Input for this task:
'''

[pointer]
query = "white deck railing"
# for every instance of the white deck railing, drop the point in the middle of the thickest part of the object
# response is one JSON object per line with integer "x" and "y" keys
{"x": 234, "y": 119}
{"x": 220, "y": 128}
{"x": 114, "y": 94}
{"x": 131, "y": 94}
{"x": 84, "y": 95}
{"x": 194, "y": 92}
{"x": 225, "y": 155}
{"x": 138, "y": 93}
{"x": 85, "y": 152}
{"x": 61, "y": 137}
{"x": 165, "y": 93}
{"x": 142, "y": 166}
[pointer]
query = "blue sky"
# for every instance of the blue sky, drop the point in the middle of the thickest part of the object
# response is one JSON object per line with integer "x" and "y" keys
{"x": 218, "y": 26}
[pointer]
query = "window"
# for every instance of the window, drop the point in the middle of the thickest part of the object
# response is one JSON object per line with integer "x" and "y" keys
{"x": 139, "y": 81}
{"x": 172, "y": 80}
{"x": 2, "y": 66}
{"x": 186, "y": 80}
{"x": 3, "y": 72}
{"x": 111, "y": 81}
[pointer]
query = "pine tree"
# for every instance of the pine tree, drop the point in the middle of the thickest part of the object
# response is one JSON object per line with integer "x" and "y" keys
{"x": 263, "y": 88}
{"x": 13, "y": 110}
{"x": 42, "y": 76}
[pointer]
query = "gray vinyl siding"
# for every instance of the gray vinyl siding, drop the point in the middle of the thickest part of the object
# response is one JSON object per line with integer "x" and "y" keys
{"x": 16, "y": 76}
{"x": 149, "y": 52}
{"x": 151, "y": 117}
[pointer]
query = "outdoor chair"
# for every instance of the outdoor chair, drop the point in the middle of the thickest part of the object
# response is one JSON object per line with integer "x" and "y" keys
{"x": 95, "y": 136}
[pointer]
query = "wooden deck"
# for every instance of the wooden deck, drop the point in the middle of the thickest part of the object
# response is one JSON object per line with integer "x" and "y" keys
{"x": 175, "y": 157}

'''

Your task: Write the whole listing out again. Keep every line exactly as it is.

Expected answer:
[pointer]
query = "white deck railing"
# for every instance of the white deck railing, drop the point in the middle of the thickest part of the object
# response is one JSON object per line with integer "x" and "y" keys
{"x": 234, "y": 119}
{"x": 220, "y": 128}
{"x": 114, "y": 94}
{"x": 131, "y": 94}
{"x": 84, "y": 95}
{"x": 194, "y": 92}
{"x": 225, "y": 155}
{"x": 138, "y": 93}
{"x": 85, "y": 152}
{"x": 61, "y": 137}
{"x": 165, "y": 93}
{"x": 142, "y": 166}
[pointer]
query = "blue sky"
# for every instance of the blue sky, drop the point in the middle of the thickest part of the object
# response is one JSON object per line with integer "x" and "y" keys
{"x": 218, "y": 26}
[pointer]
query = "window"
# for every instance of the window, drop the point in the middle of the thickest part of the object
# response is one JSON object per line with integer "x" and "y" keys
{"x": 139, "y": 81}
{"x": 172, "y": 80}
{"x": 2, "y": 66}
{"x": 186, "y": 80}
{"x": 3, "y": 72}
{"x": 111, "y": 81}
[pointer]
query = "pine tree"
# for every instance of the pine tree, drop the point in the middle of the thickest part of the object
# response is one JSON object per line with integer "x" and "y" keys
{"x": 263, "y": 88}
{"x": 13, "y": 110}
{"x": 42, "y": 76}
[pointer]
query = "gray vinyl siding"
# for every instance of the gray vinyl siding, drop the point in the middle of the thickest part of the object
# response is one JSON object per line with integer "x" and "y" keys
{"x": 16, "y": 76}
{"x": 149, "y": 52}
{"x": 151, "y": 117}
[pointer]
query = "outdoor chair"
# for every instance of the outdoor chair, drop the point in the middle of the thickest part of the object
# response is one JSON object per line with integer "x" and "y" keys
{"x": 95, "y": 136}
[pointer]
query = "wooden deck"
# for every instance of the wooden deck, drop the point in the middle of the thickest part of the object
# response is one JSON object per line with integer "x" and "y" keys
{"x": 175, "y": 157}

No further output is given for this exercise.